▶ **Brief 1**
Copy from the F1 qualifying text word for word, beginning at the words "To accommodate the" and stopping after "and Q2 particularly.".
▶ **Brief 2**
In the F1 qualifying text, rewrite the paragraph that begins "All cars will be given an extra set" as a short list that keeps its main facts.

▶ **Page extract**
:::

The FIA has made some subtle last minute changes to the F1 qualifying rules for this season, to ensure that cars go out in the third and final part of the session. And FIA Race Director has cleared up some important details about how other aspects of the racing this year will be policed.

All cars will be given an extra set of the softest tyres brought by Pirelli. The cars which qualify between P11 and P22 are allowed to use them in the race, but the cars which qualify in the top ten have to use them in Q3 only. They will then start the race on the tyres they used to set their Q2 time.

Fernando Alonso’s reaction to the changes was, “I think it will not be a huge difference, from the outside especially. OK there were some cars that didn’t run in Q3 or they only did one run in Q3 and now maybe we’ll see an extra lap from everybody but apart from that I think it’s not a huge change in approach in the qualifying for the teams and the drivers. Anyway, I think this change is welcome, to see more cars on tracks. I arrive many times with no new sets for Q3, so now I’m happy.”

To accommodate the changes, Q1 has been shortened and Q3 lengthened slightly. This should make for a busy track in all three sessions and some traffic problems in Q1 and Q2 particularly.

There is concern this weekend that we may not see some cars running in the final practice session on Saturday morning due to reliability concerns. If a team thinks it has a problem it is unlikely to risk running in FP3 and then lose the chance to compete in qualifying due to being forced to change a power unit, which takes far longer than the two hours between Fp3 and Qualifying.

:::

▶ **Extracted data**
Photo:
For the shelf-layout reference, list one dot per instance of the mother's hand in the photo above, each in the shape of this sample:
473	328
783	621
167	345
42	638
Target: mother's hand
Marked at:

:::

▶ **Full answer 1**
To accommodate the changes, Q1 has been shortened and Q3 lengthened slightly. This should make for a busy track in all three sessions and some traffic problems in Q1 and Q2 particularly.

▶ **Full answer 2**
- Every car gets an extra set of Pirelli's softest tires.
- Cars qualifying P11 to P22 may use that set in the race.
- Top-ten qualifiers must use it only in Q3.
- Top-ten cars then start the race on the tires from their Q2 time.